• CHALLENGE
Extend the hotel case report on the Cyprus Rose Valley Ventura Hotel, picking up right after its final sentence.

• READING TEXT

▶

The Cyprus Rose Valley Ventura Hotel’s case presents an opportunity for training and employee development. The intervention can improve employee reaction, provide opportunities for organizational learning, and change the behavior of the human resource department to achieve better results for the hotel. The location of the hotel is in the Mediterranean tourist market.

Carrying the “Rose Valley” brand name as part of its name means that the hotel is supposed to offer excellent services to customers. Its loyal and new customers expect to get world-class services whenever they are staying at the hotel. This report reviews the hotel’s case study to highlight problems with its human resources that hinder it from delivering the expected high-quality customer care services, especially in its restaurant departments.

◀

• SUPPLIED DATA
▶

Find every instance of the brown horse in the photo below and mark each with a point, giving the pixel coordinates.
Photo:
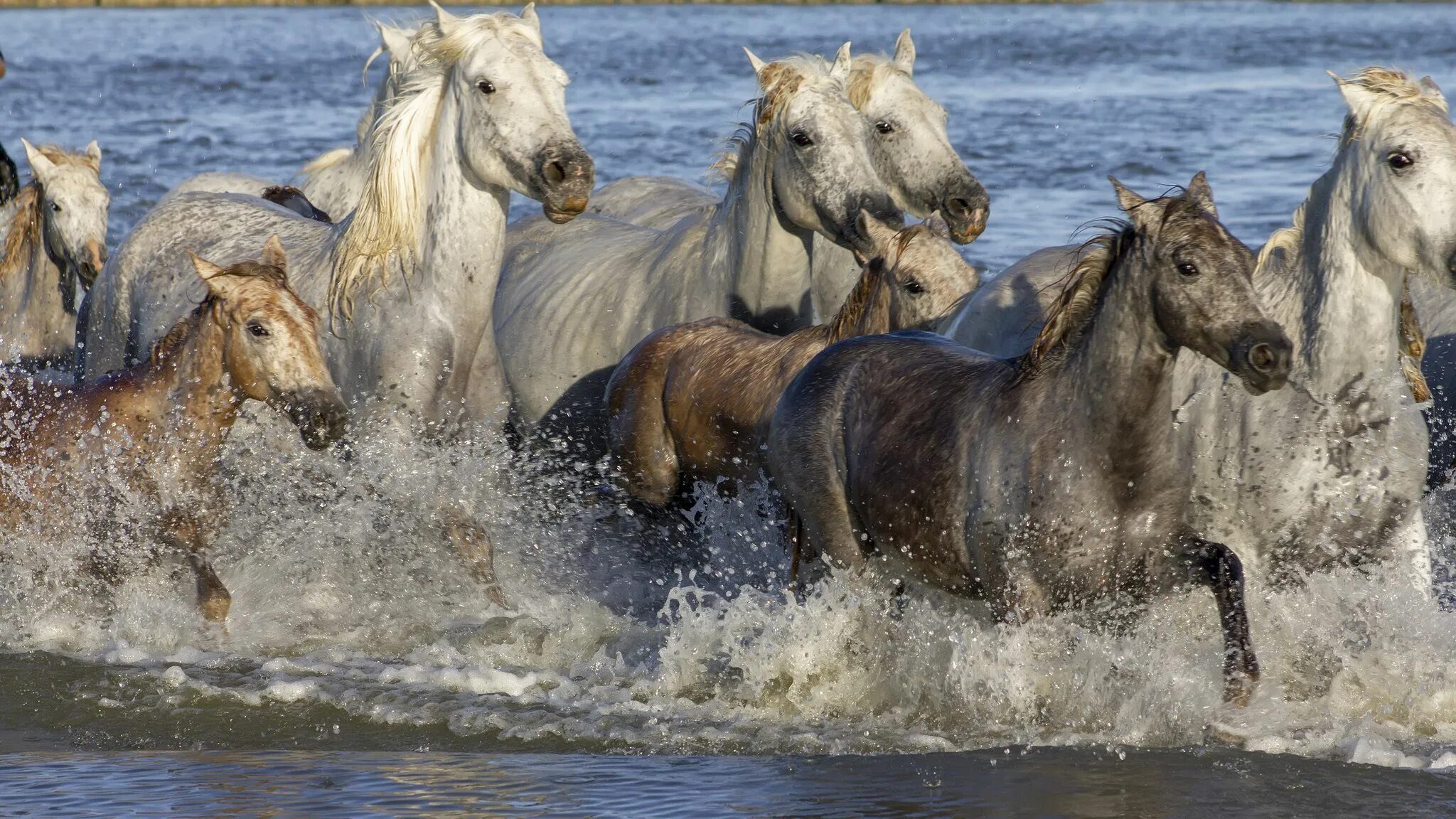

◀

• OUTPUT OF THE EXERCISE
The business/organization context and key issue

The hotel has poor customer service at its Snack Shack and has to achieve appropriate employee training and motivation to address the situation. It also faces a problem of employee underperformance in the Paradise Cub Restaurant. The management needs to come up with ways of improving employee performance. Also, overall staff behavior is incongruent with the hotel’s vision. Some of the reasons are under training and a poor mix of skills and roles. The workers exhibit changing behavior towards other members of staff and the customers, with negative behavior affecting the reputation of the hotel.

The hotel is facing a competitive threat as other hotels in the same target market are improving their offerings. At the same time, customers can compare offerings and service delivery standards of different hotels using various internet tools. Therefore, the Cyprus Rose Valley Ventura Hotel cannot afford to let its service delivery status continue to deteriorate. The negative remarks by guests about its staff and food, as well as overall services hurt the hotel’s brand and the overall “Rose Valley” brand.

On the other hand, the hotel is facing a human resource problem. Its human resource department (HRD) needs to establish ways of cultivating employee relationships and ensuring that there is a collaborative team working on the management staff and supervisors. The hotel recently underwent a refurbishment to improve its main attractions. However, a similar upgrade has not occurred for its human resources and tensions in modes of operation, and work-related stress continues to affect employees, such that they are unable to offer optimal services to customers.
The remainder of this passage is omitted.